• **THE PROBLEM**: Your result should be every line of the records below that contains the word "green".

• **EXCERPTED RECORDS**:
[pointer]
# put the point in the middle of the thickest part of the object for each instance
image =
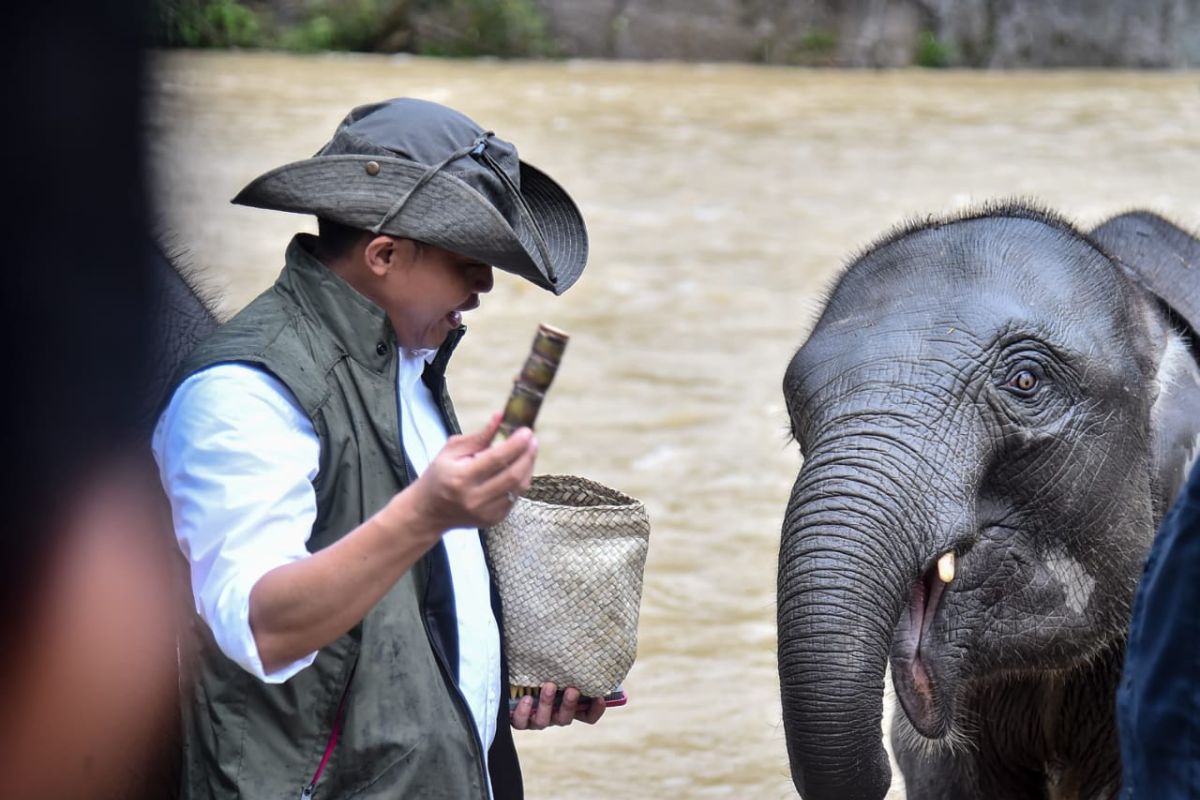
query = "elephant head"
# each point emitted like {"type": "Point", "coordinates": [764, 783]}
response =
{"type": "Point", "coordinates": [981, 408]}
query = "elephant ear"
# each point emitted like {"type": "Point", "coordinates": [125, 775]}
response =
{"type": "Point", "coordinates": [1164, 259]}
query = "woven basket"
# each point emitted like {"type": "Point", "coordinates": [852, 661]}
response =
{"type": "Point", "coordinates": [569, 561]}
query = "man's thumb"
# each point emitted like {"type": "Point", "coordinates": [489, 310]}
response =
{"type": "Point", "coordinates": [473, 443]}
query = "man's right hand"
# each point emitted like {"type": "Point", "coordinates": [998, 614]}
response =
{"type": "Point", "coordinates": [471, 483]}
{"type": "Point", "coordinates": [300, 607]}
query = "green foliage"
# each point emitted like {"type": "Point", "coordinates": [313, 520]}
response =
{"type": "Point", "coordinates": [207, 23]}
{"type": "Point", "coordinates": [931, 52]}
{"type": "Point", "coordinates": [336, 25]}
{"type": "Point", "coordinates": [503, 28]}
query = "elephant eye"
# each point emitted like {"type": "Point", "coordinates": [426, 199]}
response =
{"type": "Point", "coordinates": [1023, 383]}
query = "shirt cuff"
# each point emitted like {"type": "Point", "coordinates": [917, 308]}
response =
{"type": "Point", "coordinates": [237, 639]}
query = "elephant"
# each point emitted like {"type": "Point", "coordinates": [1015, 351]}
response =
{"type": "Point", "coordinates": [181, 314]}
{"type": "Point", "coordinates": [994, 409]}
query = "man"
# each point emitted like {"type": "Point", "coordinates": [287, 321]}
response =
{"type": "Point", "coordinates": [1158, 703]}
{"type": "Point", "coordinates": [331, 522]}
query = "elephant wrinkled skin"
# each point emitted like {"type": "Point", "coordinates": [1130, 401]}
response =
{"type": "Point", "coordinates": [995, 410]}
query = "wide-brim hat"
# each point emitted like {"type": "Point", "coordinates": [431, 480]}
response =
{"type": "Point", "coordinates": [420, 170]}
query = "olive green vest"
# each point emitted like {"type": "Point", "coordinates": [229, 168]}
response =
{"type": "Point", "coordinates": [407, 731]}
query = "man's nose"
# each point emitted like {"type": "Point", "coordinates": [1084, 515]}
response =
{"type": "Point", "coordinates": [481, 278]}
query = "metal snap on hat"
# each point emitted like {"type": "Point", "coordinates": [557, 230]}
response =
{"type": "Point", "coordinates": [421, 170]}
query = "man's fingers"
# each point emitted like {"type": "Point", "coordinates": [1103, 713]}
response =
{"type": "Point", "coordinates": [515, 477]}
{"type": "Point", "coordinates": [521, 715]}
{"type": "Point", "coordinates": [468, 444]}
{"type": "Point", "coordinates": [545, 707]}
{"type": "Point", "coordinates": [565, 713]}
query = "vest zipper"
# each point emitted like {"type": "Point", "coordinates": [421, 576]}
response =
{"type": "Point", "coordinates": [465, 709]}
{"type": "Point", "coordinates": [311, 788]}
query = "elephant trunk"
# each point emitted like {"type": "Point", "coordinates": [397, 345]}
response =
{"type": "Point", "coordinates": [841, 588]}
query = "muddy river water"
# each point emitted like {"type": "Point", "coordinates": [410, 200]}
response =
{"type": "Point", "coordinates": [720, 200]}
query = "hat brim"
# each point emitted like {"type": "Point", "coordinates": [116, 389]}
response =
{"type": "Point", "coordinates": [445, 211]}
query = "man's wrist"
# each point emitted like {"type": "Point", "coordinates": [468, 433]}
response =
{"type": "Point", "coordinates": [403, 517]}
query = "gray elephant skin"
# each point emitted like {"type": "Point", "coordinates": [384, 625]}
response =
{"type": "Point", "coordinates": [995, 410]}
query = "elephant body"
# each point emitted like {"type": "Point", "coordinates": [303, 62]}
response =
{"type": "Point", "coordinates": [181, 317]}
{"type": "Point", "coordinates": [995, 411]}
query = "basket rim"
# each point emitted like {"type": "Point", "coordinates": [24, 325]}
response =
{"type": "Point", "coordinates": [629, 500]}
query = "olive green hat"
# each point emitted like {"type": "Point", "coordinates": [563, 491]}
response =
{"type": "Point", "coordinates": [421, 170]}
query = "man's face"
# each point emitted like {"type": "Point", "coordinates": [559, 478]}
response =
{"type": "Point", "coordinates": [429, 290]}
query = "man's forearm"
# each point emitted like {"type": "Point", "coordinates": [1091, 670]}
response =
{"type": "Point", "coordinates": [300, 607]}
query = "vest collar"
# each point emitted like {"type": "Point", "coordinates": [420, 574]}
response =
{"type": "Point", "coordinates": [360, 328]}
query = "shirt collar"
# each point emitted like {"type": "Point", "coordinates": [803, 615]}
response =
{"type": "Point", "coordinates": [411, 367]}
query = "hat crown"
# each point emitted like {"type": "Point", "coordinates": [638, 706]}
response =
{"type": "Point", "coordinates": [414, 168]}
{"type": "Point", "coordinates": [426, 133]}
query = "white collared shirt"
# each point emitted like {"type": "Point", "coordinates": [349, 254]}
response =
{"type": "Point", "coordinates": [238, 456]}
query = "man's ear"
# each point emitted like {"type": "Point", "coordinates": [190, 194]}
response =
{"type": "Point", "coordinates": [384, 254]}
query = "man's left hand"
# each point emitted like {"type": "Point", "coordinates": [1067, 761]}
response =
{"type": "Point", "coordinates": [527, 717]}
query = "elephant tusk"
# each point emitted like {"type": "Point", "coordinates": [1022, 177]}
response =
{"type": "Point", "coordinates": [946, 567]}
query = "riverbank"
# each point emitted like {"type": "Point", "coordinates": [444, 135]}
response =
{"type": "Point", "coordinates": [856, 34]}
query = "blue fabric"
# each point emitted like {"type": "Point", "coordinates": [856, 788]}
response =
{"type": "Point", "coordinates": [1158, 702]}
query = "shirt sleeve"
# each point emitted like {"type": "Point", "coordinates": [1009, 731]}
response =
{"type": "Point", "coordinates": [237, 456]}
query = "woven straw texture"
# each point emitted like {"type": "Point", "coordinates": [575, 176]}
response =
{"type": "Point", "coordinates": [569, 561]}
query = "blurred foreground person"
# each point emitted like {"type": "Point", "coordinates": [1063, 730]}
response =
{"type": "Point", "coordinates": [89, 666]}
{"type": "Point", "coordinates": [1158, 703]}
{"type": "Point", "coordinates": [328, 507]}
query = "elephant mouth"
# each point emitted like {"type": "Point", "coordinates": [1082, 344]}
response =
{"type": "Point", "coordinates": [915, 665]}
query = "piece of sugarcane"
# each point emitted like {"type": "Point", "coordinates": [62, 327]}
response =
{"type": "Point", "coordinates": [529, 386]}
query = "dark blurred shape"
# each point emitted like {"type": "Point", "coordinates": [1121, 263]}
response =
{"type": "Point", "coordinates": [88, 637]}
{"type": "Point", "coordinates": [77, 311]}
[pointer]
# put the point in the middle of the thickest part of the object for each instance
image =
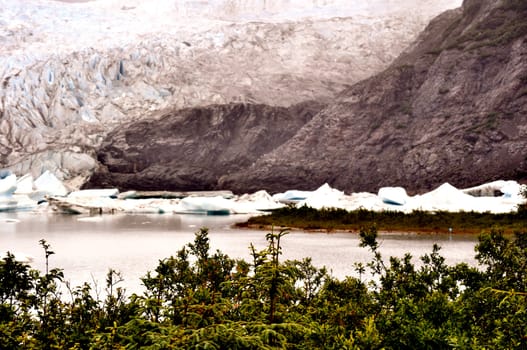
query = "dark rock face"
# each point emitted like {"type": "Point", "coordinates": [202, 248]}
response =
{"type": "Point", "coordinates": [191, 149]}
{"type": "Point", "coordinates": [453, 108]}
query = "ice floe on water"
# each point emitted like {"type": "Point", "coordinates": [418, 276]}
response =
{"type": "Point", "coordinates": [25, 194]}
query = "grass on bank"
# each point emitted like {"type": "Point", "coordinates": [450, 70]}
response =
{"type": "Point", "coordinates": [307, 218]}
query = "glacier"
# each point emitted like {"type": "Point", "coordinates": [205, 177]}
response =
{"type": "Point", "coordinates": [73, 71]}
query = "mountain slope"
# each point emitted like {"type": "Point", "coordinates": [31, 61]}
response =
{"type": "Point", "coordinates": [72, 72]}
{"type": "Point", "coordinates": [451, 108]}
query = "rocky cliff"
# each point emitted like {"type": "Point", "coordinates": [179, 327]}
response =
{"type": "Point", "coordinates": [72, 72]}
{"type": "Point", "coordinates": [453, 107]}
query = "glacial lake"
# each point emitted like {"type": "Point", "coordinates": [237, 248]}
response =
{"type": "Point", "coordinates": [86, 247]}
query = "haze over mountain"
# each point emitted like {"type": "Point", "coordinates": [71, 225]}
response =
{"type": "Point", "coordinates": [453, 107]}
{"type": "Point", "coordinates": [73, 72]}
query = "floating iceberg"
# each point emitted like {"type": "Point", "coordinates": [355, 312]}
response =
{"type": "Point", "coordinates": [393, 195]}
{"type": "Point", "coordinates": [95, 193]}
{"type": "Point", "coordinates": [205, 205]}
{"type": "Point", "coordinates": [7, 183]}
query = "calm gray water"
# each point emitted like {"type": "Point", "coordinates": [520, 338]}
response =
{"type": "Point", "coordinates": [85, 248]}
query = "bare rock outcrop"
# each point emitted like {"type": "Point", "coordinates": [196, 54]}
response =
{"type": "Point", "coordinates": [453, 107]}
{"type": "Point", "coordinates": [191, 149]}
{"type": "Point", "coordinates": [72, 72]}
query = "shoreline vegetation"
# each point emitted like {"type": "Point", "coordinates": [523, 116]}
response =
{"type": "Point", "coordinates": [340, 220]}
{"type": "Point", "coordinates": [199, 299]}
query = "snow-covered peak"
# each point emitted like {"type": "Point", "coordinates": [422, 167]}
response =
{"type": "Point", "coordinates": [57, 26]}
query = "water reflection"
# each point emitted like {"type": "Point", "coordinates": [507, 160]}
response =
{"type": "Point", "coordinates": [86, 247]}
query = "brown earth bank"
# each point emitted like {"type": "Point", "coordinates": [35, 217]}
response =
{"type": "Point", "coordinates": [452, 108]}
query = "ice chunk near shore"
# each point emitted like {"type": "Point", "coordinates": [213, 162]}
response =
{"type": "Point", "coordinates": [393, 195]}
{"type": "Point", "coordinates": [95, 193]}
{"type": "Point", "coordinates": [205, 205]}
{"type": "Point", "coordinates": [291, 196]}
{"type": "Point", "coordinates": [19, 256]}
{"type": "Point", "coordinates": [324, 197]}
{"type": "Point", "coordinates": [255, 203]}
{"type": "Point", "coordinates": [7, 183]}
{"type": "Point", "coordinates": [49, 183]}
{"type": "Point", "coordinates": [508, 189]}
{"type": "Point", "coordinates": [24, 185]}
{"type": "Point", "coordinates": [444, 198]}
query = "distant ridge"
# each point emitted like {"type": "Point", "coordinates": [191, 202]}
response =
{"type": "Point", "coordinates": [452, 108]}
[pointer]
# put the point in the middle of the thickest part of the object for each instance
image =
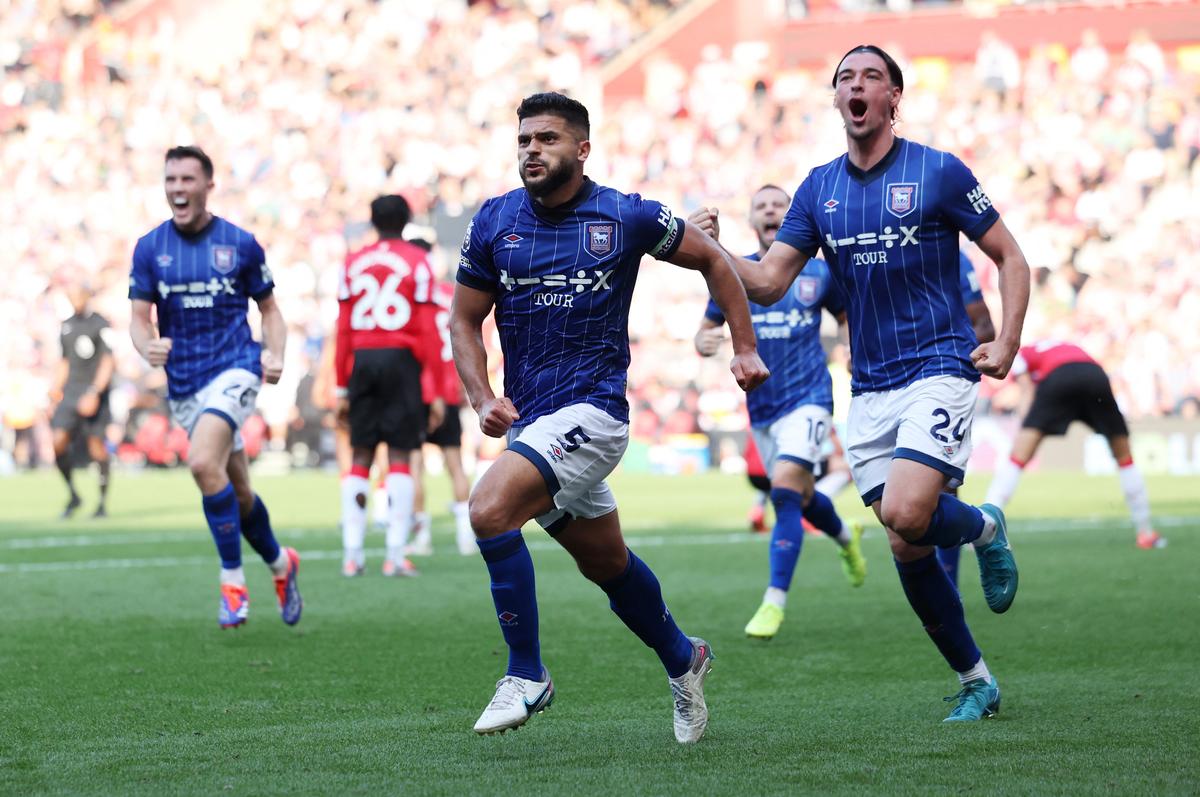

• **YOUR RESPONSE**:
query = "green foliage"
query = "olive green vest"
query = "olive green hat"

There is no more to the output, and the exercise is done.